§ **WHAT YOU HAVE TO DO**
Transcribe only the part of the listing below that begins at the line containing "Identify the erect" and runs to its final line, keeping both ends.

§ **SUPPLIED RECORDS**
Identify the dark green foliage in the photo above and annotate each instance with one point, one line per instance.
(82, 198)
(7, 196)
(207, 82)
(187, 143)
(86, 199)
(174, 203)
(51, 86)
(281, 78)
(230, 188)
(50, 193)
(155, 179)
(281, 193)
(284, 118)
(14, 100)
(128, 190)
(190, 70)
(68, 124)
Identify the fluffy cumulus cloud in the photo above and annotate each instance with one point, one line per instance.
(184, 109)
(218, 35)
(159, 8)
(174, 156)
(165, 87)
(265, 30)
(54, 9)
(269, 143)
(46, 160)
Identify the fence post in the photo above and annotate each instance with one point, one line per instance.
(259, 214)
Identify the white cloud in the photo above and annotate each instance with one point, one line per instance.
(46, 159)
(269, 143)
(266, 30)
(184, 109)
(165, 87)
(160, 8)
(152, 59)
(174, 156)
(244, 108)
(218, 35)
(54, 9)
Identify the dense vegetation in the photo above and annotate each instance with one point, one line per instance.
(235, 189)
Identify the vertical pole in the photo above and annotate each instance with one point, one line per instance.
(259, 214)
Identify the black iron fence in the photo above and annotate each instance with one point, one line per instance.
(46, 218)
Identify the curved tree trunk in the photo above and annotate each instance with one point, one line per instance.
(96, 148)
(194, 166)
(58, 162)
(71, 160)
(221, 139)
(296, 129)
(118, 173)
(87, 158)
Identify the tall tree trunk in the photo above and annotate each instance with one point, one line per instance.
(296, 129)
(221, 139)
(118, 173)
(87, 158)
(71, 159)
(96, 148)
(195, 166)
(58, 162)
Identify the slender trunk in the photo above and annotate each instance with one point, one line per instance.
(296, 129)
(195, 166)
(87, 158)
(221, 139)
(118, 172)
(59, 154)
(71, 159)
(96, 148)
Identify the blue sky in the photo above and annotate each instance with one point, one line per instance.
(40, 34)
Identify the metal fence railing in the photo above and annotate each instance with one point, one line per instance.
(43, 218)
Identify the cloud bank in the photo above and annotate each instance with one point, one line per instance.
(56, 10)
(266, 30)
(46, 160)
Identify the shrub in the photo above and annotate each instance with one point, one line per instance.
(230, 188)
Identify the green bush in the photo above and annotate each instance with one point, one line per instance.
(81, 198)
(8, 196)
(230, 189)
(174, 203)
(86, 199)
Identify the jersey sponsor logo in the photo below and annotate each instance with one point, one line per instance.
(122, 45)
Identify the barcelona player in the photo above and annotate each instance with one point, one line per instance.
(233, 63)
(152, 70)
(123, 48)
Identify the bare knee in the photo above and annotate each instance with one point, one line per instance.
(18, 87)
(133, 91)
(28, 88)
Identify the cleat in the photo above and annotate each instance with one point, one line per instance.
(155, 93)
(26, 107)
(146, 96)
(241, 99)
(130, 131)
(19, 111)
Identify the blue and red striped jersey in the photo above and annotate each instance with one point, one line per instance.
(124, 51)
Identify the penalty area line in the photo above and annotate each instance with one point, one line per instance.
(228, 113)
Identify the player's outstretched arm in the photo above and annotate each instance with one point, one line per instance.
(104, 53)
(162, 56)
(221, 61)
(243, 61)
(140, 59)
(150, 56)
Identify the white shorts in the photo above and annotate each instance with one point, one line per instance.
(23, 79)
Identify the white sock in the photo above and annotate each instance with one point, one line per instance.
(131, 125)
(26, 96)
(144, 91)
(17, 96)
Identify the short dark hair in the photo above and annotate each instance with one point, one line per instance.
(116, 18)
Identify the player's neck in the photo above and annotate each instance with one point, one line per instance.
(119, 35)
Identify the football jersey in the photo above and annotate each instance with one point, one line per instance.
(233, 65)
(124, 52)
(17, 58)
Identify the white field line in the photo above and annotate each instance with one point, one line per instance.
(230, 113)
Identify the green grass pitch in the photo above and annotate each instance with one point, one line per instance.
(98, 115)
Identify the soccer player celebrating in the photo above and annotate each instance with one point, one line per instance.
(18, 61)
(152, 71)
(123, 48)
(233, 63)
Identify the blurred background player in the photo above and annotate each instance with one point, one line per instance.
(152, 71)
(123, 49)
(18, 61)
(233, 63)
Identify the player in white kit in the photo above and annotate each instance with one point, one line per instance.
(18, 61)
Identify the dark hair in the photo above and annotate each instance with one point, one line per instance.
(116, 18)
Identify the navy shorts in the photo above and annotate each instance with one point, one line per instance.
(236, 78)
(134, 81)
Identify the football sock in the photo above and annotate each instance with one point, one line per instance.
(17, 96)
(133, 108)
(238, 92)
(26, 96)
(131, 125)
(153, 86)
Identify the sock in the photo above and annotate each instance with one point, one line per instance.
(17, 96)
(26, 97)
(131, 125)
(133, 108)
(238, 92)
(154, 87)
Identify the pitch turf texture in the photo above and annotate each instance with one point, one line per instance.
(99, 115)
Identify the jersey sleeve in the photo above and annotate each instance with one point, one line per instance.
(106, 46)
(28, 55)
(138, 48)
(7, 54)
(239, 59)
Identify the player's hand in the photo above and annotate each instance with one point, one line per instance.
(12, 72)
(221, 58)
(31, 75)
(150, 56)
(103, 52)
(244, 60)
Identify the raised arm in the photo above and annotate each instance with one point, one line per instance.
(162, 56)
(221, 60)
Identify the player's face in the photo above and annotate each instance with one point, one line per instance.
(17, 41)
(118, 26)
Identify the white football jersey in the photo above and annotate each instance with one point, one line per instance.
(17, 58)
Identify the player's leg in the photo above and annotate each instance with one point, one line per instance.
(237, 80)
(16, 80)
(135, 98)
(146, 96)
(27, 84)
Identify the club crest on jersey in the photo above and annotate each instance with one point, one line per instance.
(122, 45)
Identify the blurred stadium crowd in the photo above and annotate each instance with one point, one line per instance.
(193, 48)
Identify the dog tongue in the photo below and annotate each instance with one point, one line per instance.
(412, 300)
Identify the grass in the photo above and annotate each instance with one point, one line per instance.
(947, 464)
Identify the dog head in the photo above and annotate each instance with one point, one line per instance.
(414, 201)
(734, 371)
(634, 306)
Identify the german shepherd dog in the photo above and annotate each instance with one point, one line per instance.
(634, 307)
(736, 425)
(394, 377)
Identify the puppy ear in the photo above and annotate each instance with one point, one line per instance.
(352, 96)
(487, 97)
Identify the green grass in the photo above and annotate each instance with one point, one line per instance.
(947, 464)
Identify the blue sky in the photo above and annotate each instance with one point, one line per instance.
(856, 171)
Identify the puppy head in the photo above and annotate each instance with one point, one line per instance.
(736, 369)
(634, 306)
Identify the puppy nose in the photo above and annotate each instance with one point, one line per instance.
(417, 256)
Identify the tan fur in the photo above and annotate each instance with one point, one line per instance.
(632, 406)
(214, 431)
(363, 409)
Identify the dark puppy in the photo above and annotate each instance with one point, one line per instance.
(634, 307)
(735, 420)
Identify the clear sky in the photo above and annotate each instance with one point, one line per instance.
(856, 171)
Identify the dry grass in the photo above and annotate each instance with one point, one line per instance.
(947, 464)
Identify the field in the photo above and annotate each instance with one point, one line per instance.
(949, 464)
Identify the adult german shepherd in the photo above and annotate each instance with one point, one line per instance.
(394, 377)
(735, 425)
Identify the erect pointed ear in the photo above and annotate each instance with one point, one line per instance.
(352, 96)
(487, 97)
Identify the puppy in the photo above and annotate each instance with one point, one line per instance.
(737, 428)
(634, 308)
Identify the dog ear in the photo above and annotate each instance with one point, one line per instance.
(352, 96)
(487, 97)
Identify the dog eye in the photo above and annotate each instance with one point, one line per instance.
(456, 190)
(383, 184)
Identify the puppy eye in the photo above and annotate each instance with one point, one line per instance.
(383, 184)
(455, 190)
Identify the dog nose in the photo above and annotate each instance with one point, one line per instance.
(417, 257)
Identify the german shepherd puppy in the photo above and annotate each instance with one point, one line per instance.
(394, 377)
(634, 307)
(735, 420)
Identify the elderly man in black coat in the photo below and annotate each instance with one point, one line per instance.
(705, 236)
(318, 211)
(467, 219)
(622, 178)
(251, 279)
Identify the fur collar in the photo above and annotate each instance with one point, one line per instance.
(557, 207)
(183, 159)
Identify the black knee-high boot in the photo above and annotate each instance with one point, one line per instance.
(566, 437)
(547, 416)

§ **REPLY TO THE TASK**
Identify the erect pointed ear in the photo above and annotate each instance with one point, one line per instance.
(352, 96)
(487, 97)
Identify the puppy in the photo above and annotate each instance with one point, one line per instance.
(737, 428)
(634, 308)
Identify the dog ear in the photo above and annotate each instance with one point, one line per instance.
(352, 96)
(487, 97)
Identify the dog eye in the photo above and annotate each instance with one point, one line per instance.
(456, 190)
(383, 184)
Identify the puppy eye in the photo above and annotate each instance with one point, one line per instance.
(383, 184)
(455, 190)
Identify the dog nose in the photo above and annotate each instance with one point, one line per instance.
(417, 257)
Identify the german shepherd puppy in the photo above and annotate each instance with one point, one line per instance.
(394, 377)
(634, 307)
(735, 420)
Identify the elderly man in black coat in the photo below and annotate each instance with one point, one line per instance.
(705, 236)
(318, 211)
(467, 219)
(622, 178)
(251, 279)
Identify the fur collar in the photo above and annotate each instance with one point, one line per instance.
(557, 207)
(183, 159)
Identify the black knee-high boot in the photo above and annotate each instance with one point, one line per instance.
(566, 437)
(547, 416)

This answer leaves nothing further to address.